▶ _WORK TO COMPLETE_
Search the entries below for the string "support" and copy the lines that hold it.

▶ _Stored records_

____

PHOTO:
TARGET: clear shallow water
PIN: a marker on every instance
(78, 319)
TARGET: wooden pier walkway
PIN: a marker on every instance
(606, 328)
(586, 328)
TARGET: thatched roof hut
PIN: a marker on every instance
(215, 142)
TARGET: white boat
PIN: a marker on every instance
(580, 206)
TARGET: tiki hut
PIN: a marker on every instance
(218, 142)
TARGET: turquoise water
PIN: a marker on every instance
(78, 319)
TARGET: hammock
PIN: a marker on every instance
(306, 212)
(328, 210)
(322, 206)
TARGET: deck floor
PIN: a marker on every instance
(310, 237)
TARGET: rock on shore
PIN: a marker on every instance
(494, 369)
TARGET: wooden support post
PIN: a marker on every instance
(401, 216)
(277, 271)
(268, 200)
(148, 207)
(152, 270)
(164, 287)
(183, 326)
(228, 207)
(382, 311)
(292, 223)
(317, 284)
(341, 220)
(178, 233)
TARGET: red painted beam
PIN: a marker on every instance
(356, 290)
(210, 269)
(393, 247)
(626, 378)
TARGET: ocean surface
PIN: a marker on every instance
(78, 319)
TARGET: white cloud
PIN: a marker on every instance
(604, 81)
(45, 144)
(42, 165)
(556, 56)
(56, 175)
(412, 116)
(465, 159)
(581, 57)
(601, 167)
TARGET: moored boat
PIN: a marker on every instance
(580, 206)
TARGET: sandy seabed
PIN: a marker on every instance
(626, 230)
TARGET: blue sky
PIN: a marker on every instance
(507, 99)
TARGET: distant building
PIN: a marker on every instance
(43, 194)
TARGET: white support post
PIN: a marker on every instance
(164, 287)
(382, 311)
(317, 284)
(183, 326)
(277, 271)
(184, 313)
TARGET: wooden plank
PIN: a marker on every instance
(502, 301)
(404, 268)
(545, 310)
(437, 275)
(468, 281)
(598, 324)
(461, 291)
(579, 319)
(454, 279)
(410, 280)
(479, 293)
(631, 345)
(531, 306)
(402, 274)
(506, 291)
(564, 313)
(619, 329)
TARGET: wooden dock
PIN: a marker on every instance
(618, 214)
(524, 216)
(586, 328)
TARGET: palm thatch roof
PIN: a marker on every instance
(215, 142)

____

▶ _RESPONSE BELOW_
TARGET: wooden support post
TARGET: white support post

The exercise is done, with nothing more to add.